Dataset content:
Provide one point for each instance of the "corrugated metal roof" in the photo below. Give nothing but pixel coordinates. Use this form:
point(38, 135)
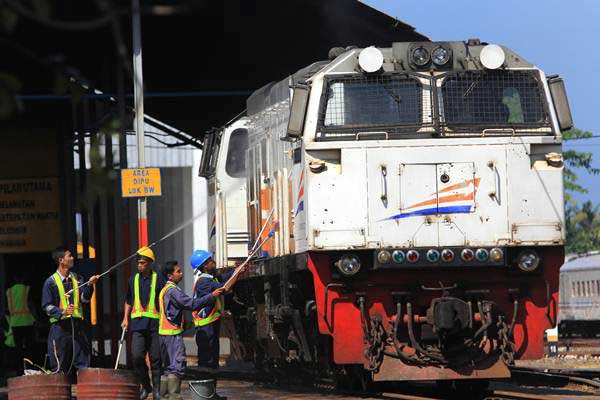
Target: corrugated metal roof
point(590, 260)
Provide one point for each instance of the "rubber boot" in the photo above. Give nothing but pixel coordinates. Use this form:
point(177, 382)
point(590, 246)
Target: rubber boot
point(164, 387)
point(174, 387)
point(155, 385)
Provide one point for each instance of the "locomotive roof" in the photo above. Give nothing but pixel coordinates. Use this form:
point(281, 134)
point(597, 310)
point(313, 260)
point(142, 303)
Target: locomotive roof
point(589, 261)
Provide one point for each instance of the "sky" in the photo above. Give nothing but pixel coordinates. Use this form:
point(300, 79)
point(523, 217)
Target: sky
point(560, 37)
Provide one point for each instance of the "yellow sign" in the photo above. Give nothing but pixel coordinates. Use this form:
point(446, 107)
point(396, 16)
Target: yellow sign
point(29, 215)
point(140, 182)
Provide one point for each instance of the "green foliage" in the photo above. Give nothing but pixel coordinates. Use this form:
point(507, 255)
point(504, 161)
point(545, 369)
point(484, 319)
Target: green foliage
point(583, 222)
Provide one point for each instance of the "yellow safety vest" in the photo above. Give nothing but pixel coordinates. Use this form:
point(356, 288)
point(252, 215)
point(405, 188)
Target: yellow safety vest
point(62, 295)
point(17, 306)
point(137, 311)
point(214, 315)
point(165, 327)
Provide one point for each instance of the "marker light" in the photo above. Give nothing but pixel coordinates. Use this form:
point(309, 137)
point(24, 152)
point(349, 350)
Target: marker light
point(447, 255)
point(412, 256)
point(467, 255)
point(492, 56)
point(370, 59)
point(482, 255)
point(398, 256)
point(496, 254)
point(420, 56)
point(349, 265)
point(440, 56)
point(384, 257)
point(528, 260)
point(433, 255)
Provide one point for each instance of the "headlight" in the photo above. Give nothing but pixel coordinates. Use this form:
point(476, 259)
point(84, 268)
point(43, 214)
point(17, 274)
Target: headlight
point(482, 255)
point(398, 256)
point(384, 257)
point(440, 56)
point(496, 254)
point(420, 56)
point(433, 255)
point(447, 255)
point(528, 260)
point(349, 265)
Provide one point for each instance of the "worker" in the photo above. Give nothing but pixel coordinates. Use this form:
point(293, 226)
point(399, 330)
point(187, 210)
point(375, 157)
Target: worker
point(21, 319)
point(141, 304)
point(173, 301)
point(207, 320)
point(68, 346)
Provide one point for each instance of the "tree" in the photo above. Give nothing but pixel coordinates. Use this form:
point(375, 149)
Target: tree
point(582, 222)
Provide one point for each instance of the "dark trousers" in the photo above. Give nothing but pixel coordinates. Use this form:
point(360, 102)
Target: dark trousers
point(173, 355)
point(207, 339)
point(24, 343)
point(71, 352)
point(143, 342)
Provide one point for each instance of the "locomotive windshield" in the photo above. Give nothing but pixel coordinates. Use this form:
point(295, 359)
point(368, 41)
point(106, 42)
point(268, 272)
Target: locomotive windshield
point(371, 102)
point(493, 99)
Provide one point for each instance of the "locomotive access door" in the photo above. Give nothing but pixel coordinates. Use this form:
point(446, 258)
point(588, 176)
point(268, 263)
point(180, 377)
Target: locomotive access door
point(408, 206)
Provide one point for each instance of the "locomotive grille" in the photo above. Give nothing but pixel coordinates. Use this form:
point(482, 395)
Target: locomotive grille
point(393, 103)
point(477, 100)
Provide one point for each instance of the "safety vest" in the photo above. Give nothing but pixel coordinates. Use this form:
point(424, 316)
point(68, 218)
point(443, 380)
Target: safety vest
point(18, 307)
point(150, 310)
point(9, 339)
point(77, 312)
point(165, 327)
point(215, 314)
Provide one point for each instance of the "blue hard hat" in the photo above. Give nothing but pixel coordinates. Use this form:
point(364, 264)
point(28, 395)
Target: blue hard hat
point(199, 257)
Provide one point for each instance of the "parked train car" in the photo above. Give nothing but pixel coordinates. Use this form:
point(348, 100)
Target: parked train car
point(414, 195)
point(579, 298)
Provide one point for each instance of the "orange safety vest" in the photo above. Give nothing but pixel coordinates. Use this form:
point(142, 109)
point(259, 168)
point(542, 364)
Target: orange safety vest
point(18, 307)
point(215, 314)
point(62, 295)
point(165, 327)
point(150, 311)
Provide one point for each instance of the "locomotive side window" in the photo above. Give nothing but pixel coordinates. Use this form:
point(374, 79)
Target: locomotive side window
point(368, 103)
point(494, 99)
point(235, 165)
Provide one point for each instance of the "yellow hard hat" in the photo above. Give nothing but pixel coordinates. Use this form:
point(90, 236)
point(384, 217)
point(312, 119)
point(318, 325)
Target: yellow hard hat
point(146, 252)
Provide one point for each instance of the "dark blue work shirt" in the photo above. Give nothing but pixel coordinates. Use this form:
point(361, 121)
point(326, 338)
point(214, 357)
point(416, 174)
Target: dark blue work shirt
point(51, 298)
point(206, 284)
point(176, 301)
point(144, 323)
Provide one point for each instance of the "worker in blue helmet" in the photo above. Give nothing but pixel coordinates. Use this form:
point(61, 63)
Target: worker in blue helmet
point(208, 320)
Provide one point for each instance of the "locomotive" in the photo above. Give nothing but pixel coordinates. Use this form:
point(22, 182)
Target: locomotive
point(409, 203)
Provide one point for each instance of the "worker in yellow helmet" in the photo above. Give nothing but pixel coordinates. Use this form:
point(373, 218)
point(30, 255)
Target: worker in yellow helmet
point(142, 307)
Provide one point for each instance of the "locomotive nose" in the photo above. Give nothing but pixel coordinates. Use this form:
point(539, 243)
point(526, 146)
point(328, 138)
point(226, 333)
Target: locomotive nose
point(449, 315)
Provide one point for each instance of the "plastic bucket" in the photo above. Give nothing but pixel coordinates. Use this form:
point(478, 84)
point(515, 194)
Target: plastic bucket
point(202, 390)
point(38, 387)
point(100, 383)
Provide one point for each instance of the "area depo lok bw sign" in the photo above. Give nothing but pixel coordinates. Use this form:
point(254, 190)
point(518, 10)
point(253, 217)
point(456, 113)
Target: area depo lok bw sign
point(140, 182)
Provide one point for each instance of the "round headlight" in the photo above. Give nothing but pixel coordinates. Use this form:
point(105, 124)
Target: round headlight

Exercise requirements: Line by line, retype the records above exactly, minus the images.

Written answer:
Provide one point for each instance of the "corrugated metal roof" in the photo below. Give nothing but pixel coordinates. Use this form:
point(38, 135)
Target: corrugated metal roof
point(590, 260)
Provide one point for each instance of the "rubber boot" in the photo above. Give nothing but pixel coordinates. Use this form:
point(177, 382)
point(590, 246)
Target: rubber boot
point(164, 387)
point(174, 387)
point(155, 385)
Provide one point for each instance of the "locomotive roof" in the photo above. Give nothing but pixel coordinates. Use this form:
point(281, 134)
point(597, 310)
point(313, 260)
point(142, 303)
Target: locomotive roof
point(589, 261)
Provide one point for each instance of the "sky" in the photo above. Give nothing but pixel coordinates. Use this form:
point(300, 79)
point(523, 217)
Target: sky
point(560, 37)
Provide one point for each instance of the "yellow sign" in the photo above. Give nothing but pixel coordinates. Use this form:
point(446, 107)
point(396, 16)
Target: yellow sign
point(29, 215)
point(140, 182)
Provide one point for each instance of the "green foliage" in the photo above. Give nothing but pixel coordinates. Use this form:
point(507, 255)
point(504, 161)
point(545, 369)
point(484, 319)
Target: green foliage
point(583, 222)
Provide one point for each instance of the "yellow safety vest" in the photo above. Give nothing but pixel coordinates. Use this form:
point(356, 288)
point(252, 215)
point(405, 188)
Target: yellow safety vest
point(62, 295)
point(17, 306)
point(137, 311)
point(214, 315)
point(165, 327)
Provide one point for each instance of the "marker light" in the photo above. Give nothing but pixel coordinates. Use this form:
point(309, 137)
point(24, 152)
point(349, 350)
Target: marker light
point(447, 255)
point(412, 256)
point(467, 255)
point(492, 56)
point(370, 59)
point(482, 255)
point(398, 256)
point(496, 254)
point(420, 56)
point(349, 265)
point(440, 56)
point(384, 257)
point(528, 260)
point(433, 255)
Provide one point for each instance of the "headlight" in the photo above. Give nothing but pixel coordinates. Use this form:
point(476, 259)
point(84, 268)
point(43, 214)
point(17, 274)
Target: headlight
point(482, 255)
point(398, 256)
point(384, 257)
point(440, 56)
point(496, 254)
point(420, 56)
point(433, 255)
point(447, 255)
point(528, 260)
point(349, 265)
Provide one point for each instance of the "worker" in the photo above. Give nothing but pixel coordinates. Use this form:
point(293, 226)
point(399, 330)
point(187, 210)
point(375, 157)
Target: worker
point(21, 319)
point(141, 304)
point(173, 301)
point(207, 320)
point(68, 346)
Provide one point for each instance of the "tree" in the photo above. Give nothing but pixel coordinates. Use this form:
point(375, 149)
Target: tree
point(582, 222)
Provide one point for each instance of the "dark trousers" in the photo above. Give nothing but pixel coordinates. Use this form:
point(360, 102)
Target: dark trousers
point(173, 355)
point(207, 339)
point(24, 343)
point(71, 352)
point(143, 342)
Provide one point for each instance of the "locomotive windshield" in the photo above. Give nothing but pixel coordinates. Use this form:
point(295, 359)
point(368, 41)
point(106, 42)
point(268, 272)
Target: locomotive windshield
point(371, 102)
point(493, 99)
Provide one point for each instance of the "locomotive access door" in the photo above. Give nothing but pixel coordinates. Use this form:
point(446, 258)
point(588, 176)
point(268, 263)
point(180, 377)
Target: locomotive access door
point(408, 206)
Provide one point for each instance of the "locomotive grille" in the photo above. Give nothing but pixel coordinates. Use this form:
point(482, 395)
Target: locomotive grille
point(393, 103)
point(477, 100)
Provide one point for each instance of the "safety vest" in the photo above. Give nothing but pixel coordinates. Use this form:
point(424, 316)
point(68, 218)
point(443, 380)
Target: safety vest
point(18, 307)
point(150, 310)
point(9, 339)
point(77, 312)
point(165, 327)
point(215, 314)
Provide one point for each instance of the "blue hard hat" in the photo above. Give nothing but pixel coordinates. Use this form:
point(364, 264)
point(28, 395)
Target: blue hard hat
point(199, 257)
Provide one point for each instance of the "parked train car" in the photo above. Give nothing but pixel coordinates. Use this form:
point(348, 100)
Target: parked train car
point(414, 195)
point(579, 298)
Provide one point for each instance of the "orange safety vest" in the photo above. Give nothing but pixel coordinates. Use this form:
point(142, 109)
point(259, 168)
point(542, 364)
Target: orange safety vest
point(18, 307)
point(215, 314)
point(62, 295)
point(165, 327)
point(150, 311)
Provide one point for each instance of the "locomotive side window" in the photo above. Give nothing but pixel coordinates. Use this form:
point(374, 79)
Target: locomotive side window
point(368, 103)
point(494, 99)
point(235, 165)
Provide one point for each instance of the "yellow hard hat" in the photo above. Give nothing but pixel coordinates. Use this form:
point(90, 236)
point(384, 217)
point(312, 119)
point(318, 325)
Target: yellow hard hat
point(146, 252)
Provide one point for each instance of the "dark blue work shirt" in the photo above. Give nothing but pixel coordinates. Use this form:
point(361, 121)
point(326, 338)
point(214, 357)
point(416, 174)
Target: dark blue work shirt
point(51, 298)
point(206, 284)
point(176, 301)
point(144, 323)
Provide one point for each instance of the "worker in blue helmet" in the photo above. Give nothing but pixel coordinates. Use this form:
point(61, 63)
Target: worker in blue helmet
point(208, 320)
Provide one point for each instance of the "locomotive" in the photo above. Give nothing but pixel coordinates. Use this form:
point(22, 182)
Target: locomotive
point(409, 203)
Provide one point for each instance of the "worker in yellow helmet" in the photo above. Give nothing but pixel coordinates. Use this form:
point(373, 218)
point(30, 255)
Target: worker in yellow helmet
point(142, 307)
Provide one point for each instance of the "locomotive nose" in the photo above. Give nothing but pixel coordinates. Use this form:
point(539, 243)
point(526, 146)
point(328, 138)
point(226, 333)
Target: locomotive nose
point(449, 315)
Provide one point for each instance of the "plastic bucket" in the photo above. Give nothing but pixel coordinates. Use this form:
point(478, 84)
point(515, 194)
Target: plastic bucket
point(202, 390)
point(38, 387)
point(100, 383)
Provide one point for each instance of the "area depo lok bw sign" in the photo above. Give nothing but pixel coordinates. Use this form:
point(254, 190)
point(518, 10)
point(253, 217)
point(456, 113)
Target: area depo lok bw sign
point(140, 182)
Provide one point for each instance of the "round headlight" in the photo above. Give nothing but pixel coordinates. Use this form:
point(105, 124)
Target: round headlight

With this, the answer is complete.